# F-16 midair collision



## sunny91 (Apr 29, 2005)

midair collision .

bye,

sunny91


----------



## the lancaster kicks ass (Apr 30, 2005)

wow i totally don't get most of that...........


----------



## evangilder (Apr 30, 2005)

There is a camera in the HUD that records what is going on that is linked with the Flight Voice Recorders. So it sounded like the pilot got out, but the recorder kept going.


----------



## the lancaster kicks ass (Apr 30, 2005)

yes i know that it's just that i didn't see annother plane or any reason he had to bale out or nothing..........


----------



## evangilder (Apr 30, 2005)

Looks like he got hit from underneath, or behind. Didn't look like a big bump though.


----------



## Royzee617 (May 1, 2005)

I thought we weren't going to post crash videos on this site....?

There are plenty of such vids around the web if you care to search - I personally am reluctant to post owt which is 'sensationalist' involving possible fatal crashes. Next thing you know we will be having the infamous B52 nosedive, but let's hope not.

I was in two minds whether to post the Harrier vid since it has the Kestrel losing it at the end... but I made sure that was a walkaway incident first.

Returning to the F16 vid... there are numerous vids on the web showing a member of the Thunderbirds pancaking thanks to a faulty gauge or setting on the altimeter... great video but let's not go there...


----------

● ● ●

DIRECTIONS
Name each distinct user who posts in the F-16 midair collision thread above, giving every username once. The lines that follow have no connection to the forum thread on the F-16 midair collision.

INFORMATION SUPPLIED
● ● ●

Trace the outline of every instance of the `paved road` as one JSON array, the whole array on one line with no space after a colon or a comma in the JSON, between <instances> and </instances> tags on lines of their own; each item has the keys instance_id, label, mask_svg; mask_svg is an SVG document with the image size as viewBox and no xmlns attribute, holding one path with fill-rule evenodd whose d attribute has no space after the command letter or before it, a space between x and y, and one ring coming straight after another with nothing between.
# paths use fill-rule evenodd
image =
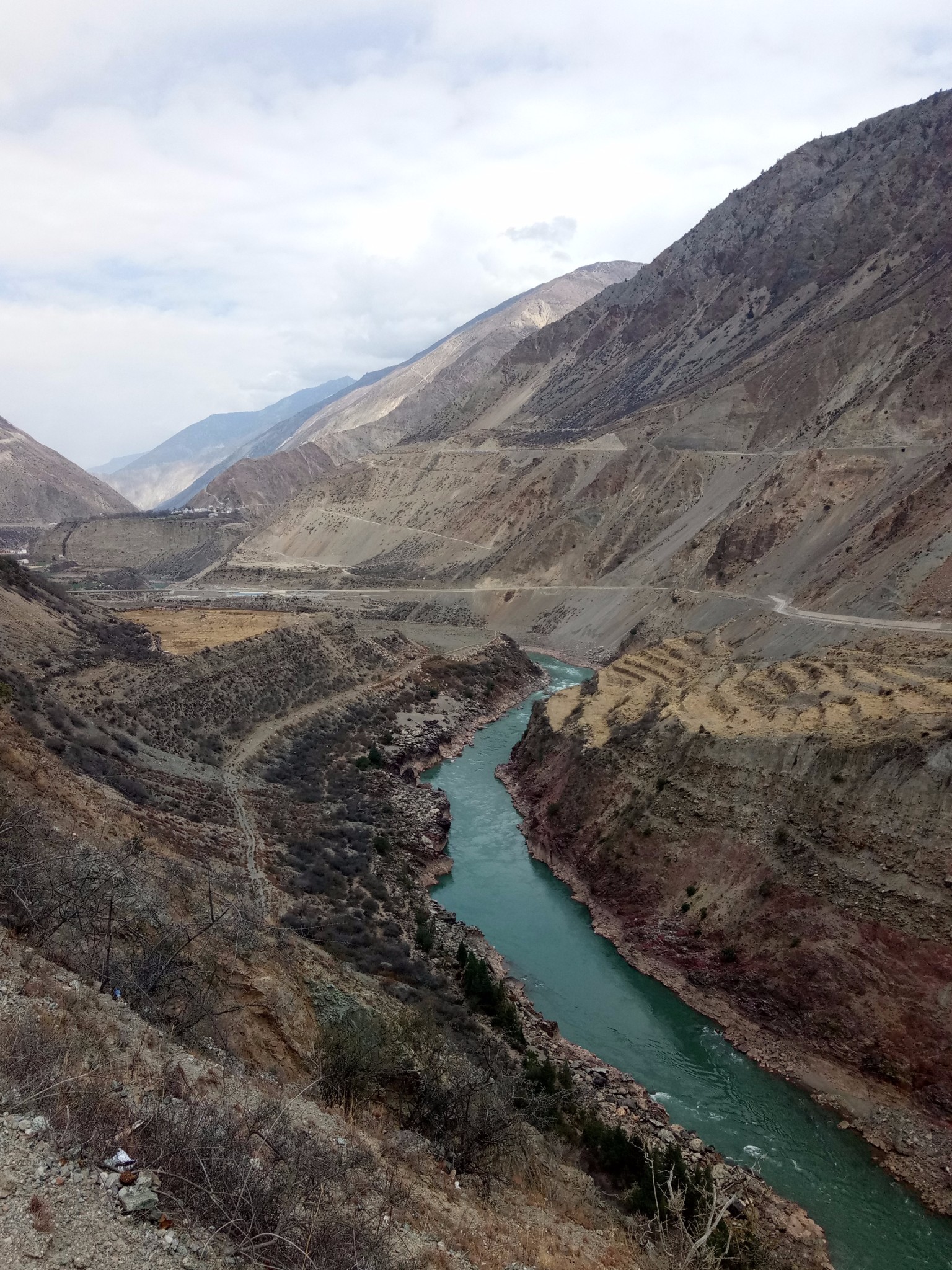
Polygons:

● ● ●

RESULT FOR THIS TASK
sunny91, the lancaster kicks ass, evangilder, Royzee617